Brief -
Find every line below that contains the word "instance", and copy each one in full.

Input rows -
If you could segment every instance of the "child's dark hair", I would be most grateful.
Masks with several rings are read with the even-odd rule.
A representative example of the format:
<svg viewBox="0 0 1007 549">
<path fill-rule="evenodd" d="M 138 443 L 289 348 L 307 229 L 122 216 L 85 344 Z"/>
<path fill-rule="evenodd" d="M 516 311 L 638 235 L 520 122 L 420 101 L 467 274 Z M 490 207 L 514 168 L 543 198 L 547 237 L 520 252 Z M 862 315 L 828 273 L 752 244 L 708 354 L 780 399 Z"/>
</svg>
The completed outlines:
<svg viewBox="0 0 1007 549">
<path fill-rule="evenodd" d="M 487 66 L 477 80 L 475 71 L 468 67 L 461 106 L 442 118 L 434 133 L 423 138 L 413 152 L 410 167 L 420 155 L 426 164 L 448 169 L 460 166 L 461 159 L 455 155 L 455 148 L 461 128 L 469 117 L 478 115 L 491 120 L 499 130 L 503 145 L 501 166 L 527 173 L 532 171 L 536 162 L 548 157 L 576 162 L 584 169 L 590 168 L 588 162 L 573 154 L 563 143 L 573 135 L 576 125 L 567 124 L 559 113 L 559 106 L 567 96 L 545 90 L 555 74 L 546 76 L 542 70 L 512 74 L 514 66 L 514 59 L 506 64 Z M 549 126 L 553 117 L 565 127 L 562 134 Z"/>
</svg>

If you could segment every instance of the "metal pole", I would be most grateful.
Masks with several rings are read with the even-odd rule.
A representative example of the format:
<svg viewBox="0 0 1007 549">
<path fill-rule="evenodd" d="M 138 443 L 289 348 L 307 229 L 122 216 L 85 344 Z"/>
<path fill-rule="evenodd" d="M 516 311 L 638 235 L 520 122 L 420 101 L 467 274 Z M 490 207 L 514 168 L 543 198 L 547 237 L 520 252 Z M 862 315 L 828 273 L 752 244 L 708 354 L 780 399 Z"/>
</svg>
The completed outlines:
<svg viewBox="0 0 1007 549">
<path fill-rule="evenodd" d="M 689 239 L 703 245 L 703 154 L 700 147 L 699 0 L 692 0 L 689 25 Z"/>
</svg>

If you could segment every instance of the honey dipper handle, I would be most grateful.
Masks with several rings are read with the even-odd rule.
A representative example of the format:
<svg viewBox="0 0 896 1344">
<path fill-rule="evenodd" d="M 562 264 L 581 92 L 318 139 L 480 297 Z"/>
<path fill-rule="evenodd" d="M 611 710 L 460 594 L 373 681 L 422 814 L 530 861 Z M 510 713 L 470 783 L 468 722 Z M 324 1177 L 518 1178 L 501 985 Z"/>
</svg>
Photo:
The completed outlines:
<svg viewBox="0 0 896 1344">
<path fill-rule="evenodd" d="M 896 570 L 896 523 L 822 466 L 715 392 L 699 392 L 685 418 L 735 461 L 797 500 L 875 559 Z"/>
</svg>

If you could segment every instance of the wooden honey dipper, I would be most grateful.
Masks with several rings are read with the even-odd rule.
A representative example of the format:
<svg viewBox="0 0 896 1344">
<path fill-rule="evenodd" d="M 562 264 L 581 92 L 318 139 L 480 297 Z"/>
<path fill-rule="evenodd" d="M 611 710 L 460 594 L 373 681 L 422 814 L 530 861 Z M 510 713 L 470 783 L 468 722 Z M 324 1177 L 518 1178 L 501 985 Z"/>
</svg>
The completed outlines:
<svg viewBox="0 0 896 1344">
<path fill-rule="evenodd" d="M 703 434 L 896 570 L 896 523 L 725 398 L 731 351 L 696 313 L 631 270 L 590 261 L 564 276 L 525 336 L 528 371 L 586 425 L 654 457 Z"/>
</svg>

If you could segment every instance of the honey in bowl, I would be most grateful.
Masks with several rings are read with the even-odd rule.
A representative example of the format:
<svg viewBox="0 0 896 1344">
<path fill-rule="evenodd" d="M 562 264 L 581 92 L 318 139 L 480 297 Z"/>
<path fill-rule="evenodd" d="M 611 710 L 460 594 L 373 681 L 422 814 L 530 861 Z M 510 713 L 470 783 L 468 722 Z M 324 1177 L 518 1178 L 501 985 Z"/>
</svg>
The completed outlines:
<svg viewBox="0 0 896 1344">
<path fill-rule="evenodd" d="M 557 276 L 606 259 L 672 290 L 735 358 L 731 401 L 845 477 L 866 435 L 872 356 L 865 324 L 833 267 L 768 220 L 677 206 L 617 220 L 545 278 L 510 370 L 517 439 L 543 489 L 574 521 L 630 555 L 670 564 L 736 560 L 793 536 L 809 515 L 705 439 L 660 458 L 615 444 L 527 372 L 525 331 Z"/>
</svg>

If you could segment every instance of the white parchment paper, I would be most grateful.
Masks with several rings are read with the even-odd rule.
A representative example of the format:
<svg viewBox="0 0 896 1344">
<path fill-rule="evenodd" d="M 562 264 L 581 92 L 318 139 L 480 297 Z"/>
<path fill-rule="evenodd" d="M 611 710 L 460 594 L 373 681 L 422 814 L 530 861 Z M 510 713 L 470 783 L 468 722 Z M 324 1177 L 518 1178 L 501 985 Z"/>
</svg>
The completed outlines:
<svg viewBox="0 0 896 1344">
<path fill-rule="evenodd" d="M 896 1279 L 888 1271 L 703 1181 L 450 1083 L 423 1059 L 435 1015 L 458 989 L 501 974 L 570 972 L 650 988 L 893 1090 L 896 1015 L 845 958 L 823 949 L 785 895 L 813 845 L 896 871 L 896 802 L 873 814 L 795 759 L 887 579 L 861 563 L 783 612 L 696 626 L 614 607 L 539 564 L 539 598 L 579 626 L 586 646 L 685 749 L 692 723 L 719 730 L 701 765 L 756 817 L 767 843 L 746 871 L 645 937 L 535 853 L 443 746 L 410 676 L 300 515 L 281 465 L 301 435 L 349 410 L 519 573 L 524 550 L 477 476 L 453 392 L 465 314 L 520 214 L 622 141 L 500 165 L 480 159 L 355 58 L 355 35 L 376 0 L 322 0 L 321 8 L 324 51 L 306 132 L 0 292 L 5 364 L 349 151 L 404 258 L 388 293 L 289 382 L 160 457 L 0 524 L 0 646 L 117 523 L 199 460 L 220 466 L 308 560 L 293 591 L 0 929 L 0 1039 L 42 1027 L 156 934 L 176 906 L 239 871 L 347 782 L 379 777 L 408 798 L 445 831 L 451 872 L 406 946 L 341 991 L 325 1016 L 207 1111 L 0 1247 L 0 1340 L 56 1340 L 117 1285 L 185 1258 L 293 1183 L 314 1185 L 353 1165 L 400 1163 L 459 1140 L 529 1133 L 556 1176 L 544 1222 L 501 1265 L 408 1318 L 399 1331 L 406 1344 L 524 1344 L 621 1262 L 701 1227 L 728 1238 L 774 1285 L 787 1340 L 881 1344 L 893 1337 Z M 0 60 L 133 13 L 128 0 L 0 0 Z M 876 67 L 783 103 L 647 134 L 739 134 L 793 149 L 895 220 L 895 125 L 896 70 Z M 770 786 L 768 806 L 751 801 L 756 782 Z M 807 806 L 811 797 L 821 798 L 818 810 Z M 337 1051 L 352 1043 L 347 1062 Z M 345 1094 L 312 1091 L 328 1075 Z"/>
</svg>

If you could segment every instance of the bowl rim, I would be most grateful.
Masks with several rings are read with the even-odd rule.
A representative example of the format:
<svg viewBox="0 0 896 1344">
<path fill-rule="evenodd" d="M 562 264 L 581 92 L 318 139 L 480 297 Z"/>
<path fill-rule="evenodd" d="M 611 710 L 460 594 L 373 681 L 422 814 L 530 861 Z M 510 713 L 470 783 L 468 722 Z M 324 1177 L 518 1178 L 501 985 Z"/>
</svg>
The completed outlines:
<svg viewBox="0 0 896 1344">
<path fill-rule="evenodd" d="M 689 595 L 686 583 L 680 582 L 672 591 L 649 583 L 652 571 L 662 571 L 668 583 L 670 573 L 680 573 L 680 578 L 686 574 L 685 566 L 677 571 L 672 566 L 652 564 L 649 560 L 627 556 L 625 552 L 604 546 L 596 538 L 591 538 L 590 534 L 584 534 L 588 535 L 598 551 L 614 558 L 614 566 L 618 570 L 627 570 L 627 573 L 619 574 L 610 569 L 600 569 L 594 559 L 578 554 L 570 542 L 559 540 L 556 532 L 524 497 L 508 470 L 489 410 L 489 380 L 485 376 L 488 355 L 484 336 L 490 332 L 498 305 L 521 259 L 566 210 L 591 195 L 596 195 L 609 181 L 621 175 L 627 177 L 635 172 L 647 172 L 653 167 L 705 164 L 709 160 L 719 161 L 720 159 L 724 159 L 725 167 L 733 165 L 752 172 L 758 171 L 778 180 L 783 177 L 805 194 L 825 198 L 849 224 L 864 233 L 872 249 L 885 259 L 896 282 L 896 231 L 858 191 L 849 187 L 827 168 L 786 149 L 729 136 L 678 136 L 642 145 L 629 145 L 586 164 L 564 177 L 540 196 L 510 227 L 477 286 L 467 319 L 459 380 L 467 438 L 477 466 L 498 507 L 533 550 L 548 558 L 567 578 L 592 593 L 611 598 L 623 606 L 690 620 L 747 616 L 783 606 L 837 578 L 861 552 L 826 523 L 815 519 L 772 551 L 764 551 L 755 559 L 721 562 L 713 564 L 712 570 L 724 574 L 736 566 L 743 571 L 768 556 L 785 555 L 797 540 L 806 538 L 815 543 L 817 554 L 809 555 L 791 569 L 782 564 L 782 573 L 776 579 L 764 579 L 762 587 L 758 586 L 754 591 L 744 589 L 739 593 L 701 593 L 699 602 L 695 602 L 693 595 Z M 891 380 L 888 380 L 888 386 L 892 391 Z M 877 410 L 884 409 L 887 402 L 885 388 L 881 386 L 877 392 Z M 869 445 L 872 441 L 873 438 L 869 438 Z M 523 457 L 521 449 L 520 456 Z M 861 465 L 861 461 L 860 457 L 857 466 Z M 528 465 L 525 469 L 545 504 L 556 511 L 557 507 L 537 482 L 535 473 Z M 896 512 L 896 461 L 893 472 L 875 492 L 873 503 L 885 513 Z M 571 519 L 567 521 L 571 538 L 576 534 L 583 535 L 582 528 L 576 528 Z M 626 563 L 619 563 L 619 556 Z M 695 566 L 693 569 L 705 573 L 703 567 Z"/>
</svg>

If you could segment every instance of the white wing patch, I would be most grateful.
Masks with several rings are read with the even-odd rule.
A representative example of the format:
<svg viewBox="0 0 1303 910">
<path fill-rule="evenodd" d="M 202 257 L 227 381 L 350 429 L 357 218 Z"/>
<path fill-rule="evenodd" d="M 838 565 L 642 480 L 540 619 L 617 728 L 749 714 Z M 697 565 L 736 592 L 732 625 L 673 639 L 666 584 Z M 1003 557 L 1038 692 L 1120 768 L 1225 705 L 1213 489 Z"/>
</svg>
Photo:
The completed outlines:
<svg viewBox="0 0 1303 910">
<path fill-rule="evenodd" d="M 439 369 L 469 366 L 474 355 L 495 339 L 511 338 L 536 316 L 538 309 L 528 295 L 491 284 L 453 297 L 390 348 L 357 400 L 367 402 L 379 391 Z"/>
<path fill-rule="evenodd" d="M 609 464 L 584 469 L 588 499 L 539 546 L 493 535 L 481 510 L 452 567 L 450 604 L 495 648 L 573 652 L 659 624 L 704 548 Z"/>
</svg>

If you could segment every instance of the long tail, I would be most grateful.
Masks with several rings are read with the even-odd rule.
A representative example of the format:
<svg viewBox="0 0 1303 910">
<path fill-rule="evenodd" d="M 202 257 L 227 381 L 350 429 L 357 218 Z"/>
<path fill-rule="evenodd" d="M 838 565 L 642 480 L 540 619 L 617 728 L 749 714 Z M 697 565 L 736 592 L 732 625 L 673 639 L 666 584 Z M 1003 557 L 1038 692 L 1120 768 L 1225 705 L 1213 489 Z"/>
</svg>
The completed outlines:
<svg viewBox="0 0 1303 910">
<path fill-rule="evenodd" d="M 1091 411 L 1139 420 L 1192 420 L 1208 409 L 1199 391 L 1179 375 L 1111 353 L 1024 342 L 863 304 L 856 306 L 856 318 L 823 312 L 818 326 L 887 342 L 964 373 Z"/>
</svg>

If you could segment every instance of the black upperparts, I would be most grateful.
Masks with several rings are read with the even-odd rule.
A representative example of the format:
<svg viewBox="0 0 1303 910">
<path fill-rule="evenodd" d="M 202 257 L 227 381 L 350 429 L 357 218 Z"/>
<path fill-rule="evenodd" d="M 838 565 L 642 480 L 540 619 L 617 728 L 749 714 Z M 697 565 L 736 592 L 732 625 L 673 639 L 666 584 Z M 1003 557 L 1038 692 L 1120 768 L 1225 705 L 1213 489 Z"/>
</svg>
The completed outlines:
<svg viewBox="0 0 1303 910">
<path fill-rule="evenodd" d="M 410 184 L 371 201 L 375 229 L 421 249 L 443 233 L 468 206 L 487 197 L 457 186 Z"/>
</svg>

Worked answer -
If you could segment every instance of the "child's dark hair", I would be most grateful.
If you could segment every instance of the "metal pole", I would be most grateful.
If you could segment every instance of the honey dipper handle, I would be most grateful.
If you could segment every instance of the wooden honey dipper, I would be most grateful.
If you could segment every instance of the honey in bowl, I would be most grateful.
If you could segment every instance of the white parchment paper, I would be most grateful.
If you could segment every instance of the bowl rim, I would be most grateful.
If you could segment every instance of the white wing patch, I would be most grateful.
If you could segment every instance of the long tail, I would be most grateful.
If you could segment every instance of the black upperparts, I would be most grateful.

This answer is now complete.